- _EXERCISE_
Output the records word for word, starting at the line that contains "In this exercise you will point out the car's front" and ending at the line that contains "[(201, 213), (65, 197)]", with both of those lines included.

────

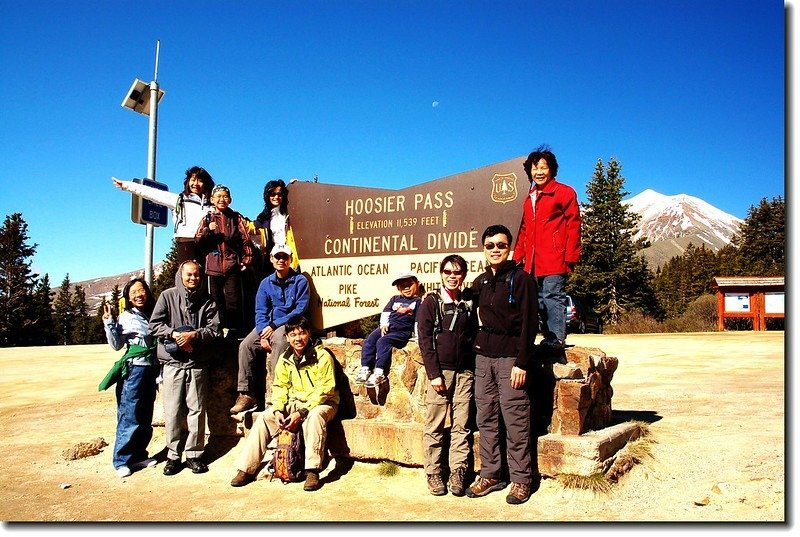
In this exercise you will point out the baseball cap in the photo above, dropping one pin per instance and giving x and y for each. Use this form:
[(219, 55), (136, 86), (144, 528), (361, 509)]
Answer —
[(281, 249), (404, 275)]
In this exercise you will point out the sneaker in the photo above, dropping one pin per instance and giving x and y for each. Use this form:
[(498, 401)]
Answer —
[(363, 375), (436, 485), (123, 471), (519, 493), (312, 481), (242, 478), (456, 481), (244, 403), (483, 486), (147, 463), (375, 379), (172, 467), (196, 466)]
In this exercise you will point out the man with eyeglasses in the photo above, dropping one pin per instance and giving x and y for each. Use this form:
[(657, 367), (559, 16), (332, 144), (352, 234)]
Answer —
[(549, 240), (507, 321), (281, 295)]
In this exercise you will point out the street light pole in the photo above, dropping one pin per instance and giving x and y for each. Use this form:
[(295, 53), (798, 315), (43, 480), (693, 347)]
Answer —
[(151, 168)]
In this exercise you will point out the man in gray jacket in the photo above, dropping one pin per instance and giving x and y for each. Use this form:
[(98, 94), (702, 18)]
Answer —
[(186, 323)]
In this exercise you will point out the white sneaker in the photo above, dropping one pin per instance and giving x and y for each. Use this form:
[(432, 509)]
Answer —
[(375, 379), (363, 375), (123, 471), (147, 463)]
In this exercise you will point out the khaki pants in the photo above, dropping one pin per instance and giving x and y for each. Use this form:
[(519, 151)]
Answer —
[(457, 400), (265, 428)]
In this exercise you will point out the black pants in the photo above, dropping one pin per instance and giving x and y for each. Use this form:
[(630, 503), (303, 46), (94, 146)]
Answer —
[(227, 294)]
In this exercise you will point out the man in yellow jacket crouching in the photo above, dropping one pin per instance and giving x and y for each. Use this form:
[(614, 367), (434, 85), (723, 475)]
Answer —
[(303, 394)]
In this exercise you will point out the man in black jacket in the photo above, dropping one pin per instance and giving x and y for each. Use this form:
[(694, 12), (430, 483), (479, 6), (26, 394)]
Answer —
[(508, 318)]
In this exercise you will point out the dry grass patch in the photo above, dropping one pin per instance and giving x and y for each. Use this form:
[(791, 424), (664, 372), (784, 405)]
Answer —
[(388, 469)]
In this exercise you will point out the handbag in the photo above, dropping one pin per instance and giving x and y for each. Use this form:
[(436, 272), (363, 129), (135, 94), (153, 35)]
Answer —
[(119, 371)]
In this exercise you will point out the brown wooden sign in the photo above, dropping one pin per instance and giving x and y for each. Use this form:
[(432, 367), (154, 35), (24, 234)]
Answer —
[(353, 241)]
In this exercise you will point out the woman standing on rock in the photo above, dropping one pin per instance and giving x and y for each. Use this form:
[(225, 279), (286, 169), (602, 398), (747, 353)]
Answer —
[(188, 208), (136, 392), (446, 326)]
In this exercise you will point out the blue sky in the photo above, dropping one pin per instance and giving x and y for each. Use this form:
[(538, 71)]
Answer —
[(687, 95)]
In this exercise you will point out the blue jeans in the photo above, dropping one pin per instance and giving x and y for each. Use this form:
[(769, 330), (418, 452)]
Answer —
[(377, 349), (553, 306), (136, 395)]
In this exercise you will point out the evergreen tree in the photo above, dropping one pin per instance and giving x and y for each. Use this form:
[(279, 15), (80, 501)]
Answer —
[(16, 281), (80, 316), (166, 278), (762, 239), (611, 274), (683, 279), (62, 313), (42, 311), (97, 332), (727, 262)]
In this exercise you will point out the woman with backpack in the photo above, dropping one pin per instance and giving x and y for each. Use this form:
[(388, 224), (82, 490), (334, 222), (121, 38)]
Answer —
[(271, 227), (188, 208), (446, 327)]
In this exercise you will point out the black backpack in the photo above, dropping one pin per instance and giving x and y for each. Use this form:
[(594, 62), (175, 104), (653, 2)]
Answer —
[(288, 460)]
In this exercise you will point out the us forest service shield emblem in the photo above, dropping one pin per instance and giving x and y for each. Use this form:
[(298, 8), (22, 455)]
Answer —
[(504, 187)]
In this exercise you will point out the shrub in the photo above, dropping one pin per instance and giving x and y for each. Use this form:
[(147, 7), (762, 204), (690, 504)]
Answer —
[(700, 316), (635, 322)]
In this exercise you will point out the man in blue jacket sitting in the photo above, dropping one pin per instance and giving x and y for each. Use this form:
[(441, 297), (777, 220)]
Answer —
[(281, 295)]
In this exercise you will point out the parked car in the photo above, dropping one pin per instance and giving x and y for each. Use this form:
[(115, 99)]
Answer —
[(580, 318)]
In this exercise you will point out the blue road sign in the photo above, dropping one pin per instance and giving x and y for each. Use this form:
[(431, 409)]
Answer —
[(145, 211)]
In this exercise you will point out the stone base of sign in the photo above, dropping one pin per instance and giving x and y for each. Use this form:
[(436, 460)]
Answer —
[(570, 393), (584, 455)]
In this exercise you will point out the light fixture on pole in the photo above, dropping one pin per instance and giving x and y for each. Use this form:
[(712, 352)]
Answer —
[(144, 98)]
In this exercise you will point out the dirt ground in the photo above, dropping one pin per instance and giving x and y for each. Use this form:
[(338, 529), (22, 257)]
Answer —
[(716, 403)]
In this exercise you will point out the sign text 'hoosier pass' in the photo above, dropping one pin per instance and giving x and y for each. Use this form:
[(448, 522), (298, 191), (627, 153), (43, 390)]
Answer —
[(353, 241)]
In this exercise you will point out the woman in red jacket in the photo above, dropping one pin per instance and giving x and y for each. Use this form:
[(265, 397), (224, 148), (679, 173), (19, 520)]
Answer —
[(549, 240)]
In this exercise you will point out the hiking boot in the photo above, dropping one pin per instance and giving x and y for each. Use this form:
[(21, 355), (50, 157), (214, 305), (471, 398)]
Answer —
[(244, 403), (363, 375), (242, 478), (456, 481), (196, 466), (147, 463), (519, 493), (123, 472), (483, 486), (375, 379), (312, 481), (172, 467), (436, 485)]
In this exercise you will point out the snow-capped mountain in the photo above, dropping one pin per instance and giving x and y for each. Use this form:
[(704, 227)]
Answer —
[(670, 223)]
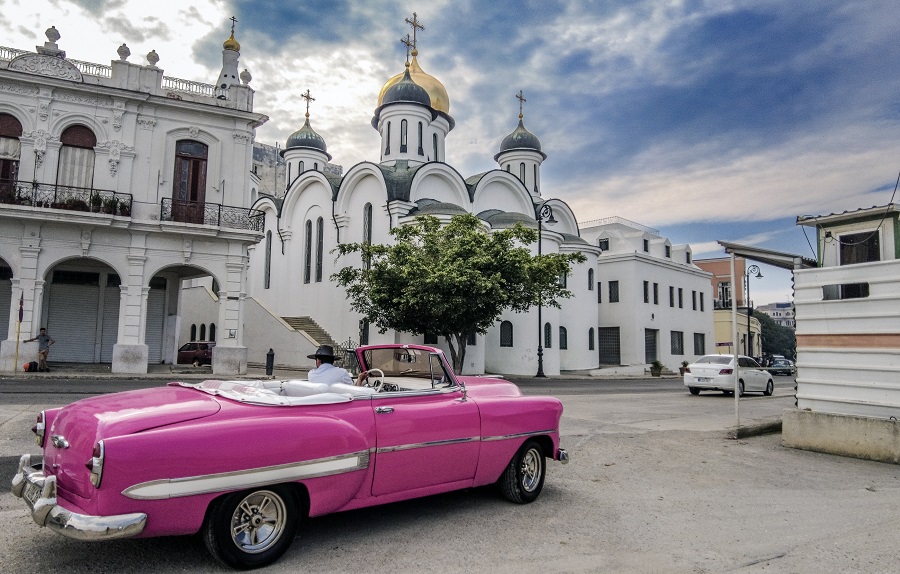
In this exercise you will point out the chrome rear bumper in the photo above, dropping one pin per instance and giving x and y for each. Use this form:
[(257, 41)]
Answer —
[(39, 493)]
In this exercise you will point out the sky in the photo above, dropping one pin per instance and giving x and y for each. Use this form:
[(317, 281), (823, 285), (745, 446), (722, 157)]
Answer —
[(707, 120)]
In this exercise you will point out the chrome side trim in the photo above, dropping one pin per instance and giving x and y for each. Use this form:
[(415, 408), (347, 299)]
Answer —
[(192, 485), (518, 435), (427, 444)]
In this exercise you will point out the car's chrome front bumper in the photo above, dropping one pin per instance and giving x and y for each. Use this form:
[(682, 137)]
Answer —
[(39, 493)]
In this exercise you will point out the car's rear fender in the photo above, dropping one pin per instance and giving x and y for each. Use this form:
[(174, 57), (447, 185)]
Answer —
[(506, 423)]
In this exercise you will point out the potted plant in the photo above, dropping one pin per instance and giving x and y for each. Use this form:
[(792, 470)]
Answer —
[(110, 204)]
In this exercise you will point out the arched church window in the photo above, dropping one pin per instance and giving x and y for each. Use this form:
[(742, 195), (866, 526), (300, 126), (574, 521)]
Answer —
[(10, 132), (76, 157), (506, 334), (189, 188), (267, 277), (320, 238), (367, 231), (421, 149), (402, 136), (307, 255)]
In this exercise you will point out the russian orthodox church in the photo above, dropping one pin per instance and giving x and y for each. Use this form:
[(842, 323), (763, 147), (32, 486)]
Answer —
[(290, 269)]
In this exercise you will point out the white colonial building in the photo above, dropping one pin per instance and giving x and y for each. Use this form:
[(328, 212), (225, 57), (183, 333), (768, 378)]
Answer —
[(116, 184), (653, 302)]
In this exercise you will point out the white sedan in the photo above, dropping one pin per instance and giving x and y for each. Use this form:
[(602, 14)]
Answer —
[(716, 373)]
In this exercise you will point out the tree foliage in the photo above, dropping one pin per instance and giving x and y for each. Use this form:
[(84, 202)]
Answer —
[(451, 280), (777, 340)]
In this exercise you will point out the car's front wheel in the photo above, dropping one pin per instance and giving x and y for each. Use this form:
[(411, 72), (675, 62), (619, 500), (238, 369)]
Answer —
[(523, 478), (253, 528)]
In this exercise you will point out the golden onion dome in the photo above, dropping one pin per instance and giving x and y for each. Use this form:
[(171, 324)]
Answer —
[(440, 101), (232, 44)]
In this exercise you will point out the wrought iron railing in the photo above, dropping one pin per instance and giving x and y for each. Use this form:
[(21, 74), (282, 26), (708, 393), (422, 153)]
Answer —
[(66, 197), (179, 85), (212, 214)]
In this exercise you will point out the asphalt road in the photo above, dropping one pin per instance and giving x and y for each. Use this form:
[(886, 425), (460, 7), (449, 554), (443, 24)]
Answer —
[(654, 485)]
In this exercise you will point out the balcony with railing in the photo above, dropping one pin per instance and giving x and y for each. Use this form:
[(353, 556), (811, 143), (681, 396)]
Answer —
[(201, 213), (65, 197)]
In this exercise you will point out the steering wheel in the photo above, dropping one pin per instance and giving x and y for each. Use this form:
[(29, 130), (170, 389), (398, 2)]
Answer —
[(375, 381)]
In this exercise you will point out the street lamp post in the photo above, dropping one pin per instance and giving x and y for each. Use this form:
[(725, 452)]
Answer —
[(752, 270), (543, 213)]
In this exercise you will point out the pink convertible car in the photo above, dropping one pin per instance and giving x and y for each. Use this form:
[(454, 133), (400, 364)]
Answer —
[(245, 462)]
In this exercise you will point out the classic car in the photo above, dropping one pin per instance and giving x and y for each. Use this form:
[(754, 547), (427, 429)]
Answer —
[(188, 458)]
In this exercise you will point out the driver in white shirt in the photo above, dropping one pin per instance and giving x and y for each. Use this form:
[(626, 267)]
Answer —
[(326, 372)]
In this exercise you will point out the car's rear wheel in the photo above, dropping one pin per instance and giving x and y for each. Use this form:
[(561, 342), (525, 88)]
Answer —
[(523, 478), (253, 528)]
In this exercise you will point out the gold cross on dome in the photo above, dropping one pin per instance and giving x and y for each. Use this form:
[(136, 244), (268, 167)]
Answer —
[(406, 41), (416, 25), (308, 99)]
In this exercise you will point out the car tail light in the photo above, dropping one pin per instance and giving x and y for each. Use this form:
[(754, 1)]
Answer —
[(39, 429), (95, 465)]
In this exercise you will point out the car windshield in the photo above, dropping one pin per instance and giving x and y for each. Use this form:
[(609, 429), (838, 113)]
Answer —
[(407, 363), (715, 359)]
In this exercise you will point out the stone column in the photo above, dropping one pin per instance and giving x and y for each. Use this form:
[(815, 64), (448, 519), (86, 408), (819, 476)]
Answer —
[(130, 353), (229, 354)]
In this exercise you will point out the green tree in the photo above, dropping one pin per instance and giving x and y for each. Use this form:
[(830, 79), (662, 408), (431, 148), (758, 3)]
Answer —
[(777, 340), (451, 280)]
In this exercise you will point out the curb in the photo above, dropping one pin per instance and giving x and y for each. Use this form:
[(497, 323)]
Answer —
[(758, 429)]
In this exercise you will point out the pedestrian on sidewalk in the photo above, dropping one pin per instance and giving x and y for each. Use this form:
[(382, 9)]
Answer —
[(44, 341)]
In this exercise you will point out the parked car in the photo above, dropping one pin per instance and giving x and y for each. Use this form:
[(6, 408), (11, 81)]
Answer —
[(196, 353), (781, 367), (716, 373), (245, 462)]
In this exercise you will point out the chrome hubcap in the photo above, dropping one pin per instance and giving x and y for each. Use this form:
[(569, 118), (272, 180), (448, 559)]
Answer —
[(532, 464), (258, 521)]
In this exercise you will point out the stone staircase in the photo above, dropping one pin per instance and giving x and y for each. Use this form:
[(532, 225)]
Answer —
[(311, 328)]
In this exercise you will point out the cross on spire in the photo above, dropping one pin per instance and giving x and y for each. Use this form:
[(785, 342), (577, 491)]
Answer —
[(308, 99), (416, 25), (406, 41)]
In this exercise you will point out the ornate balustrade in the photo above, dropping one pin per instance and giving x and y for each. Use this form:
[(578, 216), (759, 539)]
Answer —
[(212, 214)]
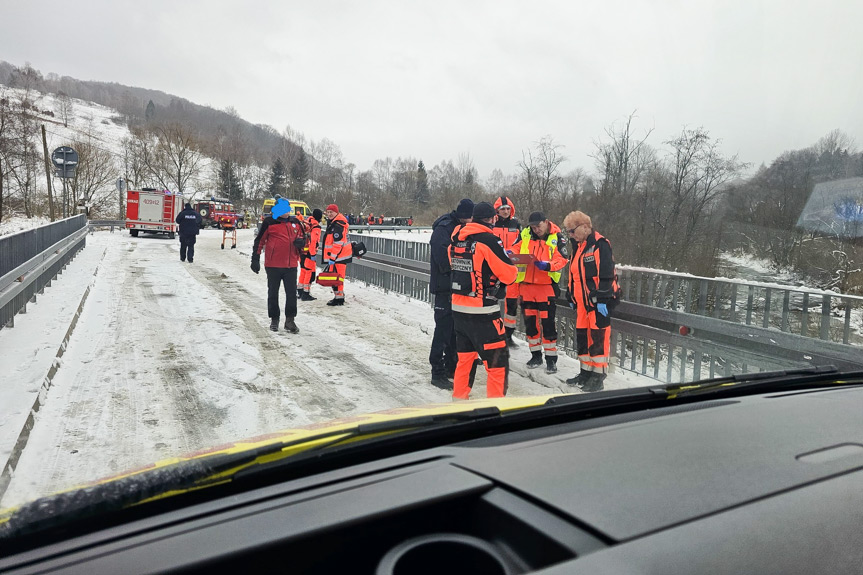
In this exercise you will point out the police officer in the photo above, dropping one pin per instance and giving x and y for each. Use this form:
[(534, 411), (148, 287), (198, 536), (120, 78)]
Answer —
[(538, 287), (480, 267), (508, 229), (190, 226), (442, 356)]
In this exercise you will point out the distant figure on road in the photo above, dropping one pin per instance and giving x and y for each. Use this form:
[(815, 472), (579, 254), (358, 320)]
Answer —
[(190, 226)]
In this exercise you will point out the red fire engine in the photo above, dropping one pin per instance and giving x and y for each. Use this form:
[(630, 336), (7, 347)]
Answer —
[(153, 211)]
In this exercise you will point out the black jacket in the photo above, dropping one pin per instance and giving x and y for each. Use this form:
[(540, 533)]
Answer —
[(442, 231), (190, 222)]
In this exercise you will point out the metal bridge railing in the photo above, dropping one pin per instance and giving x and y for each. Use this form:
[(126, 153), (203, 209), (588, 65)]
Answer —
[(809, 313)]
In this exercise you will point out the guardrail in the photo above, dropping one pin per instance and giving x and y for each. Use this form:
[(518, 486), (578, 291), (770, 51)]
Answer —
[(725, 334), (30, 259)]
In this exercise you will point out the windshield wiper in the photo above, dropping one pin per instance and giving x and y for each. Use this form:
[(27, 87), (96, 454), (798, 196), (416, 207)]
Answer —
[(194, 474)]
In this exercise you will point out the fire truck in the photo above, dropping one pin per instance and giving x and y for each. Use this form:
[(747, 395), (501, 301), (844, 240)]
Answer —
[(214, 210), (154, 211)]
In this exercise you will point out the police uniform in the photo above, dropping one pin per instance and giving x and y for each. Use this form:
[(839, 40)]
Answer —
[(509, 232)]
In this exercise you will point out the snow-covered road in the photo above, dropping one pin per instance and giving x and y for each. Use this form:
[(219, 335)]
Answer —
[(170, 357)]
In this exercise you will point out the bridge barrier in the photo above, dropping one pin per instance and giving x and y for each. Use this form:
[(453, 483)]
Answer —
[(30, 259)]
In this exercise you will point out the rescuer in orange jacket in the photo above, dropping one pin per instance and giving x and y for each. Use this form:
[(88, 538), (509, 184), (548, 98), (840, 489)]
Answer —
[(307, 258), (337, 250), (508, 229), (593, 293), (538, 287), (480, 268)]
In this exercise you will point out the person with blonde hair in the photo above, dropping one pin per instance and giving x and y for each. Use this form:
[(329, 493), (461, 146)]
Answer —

────

- _RESULT BELOW_
In this exercise you will point out the car's front wheel in the photo above, dropping one pin per instance and giving x and y for each. Use this form:
[(411, 72), (675, 62), (619, 500), (238, 369)]
Answer —
[(523, 478), (253, 528)]
In this exercise you will point out the golden onion dome in the photo above, dropping one pin per instance and giving x and y for each. Use this form:
[(171, 324)]
Answer —
[(440, 101), (232, 44)]
In this exercise you will point out the wrought iron railing in the photo above, dropping one pin per instance and giving x and y for each. Use this form:
[(21, 74), (282, 26), (708, 393), (422, 153)]
Answer —
[(66, 197), (179, 85), (212, 214)]
In this exercise you will point out the asphalt road in the photo above, dropping one pin per instance and giving x and y for each. Use this form:
[(886, 425), (460, 7), (449, 554), (443, 24)]
Answer —
[(654, 485)]
In this exercise you will point out the balcony with railing in the photo above, dropping one pin per instance and giving x and y for each. Use this form:
[(353, 556), (811, 143), (681, 396)]
Answer —
[(201, 213), (65, 197)]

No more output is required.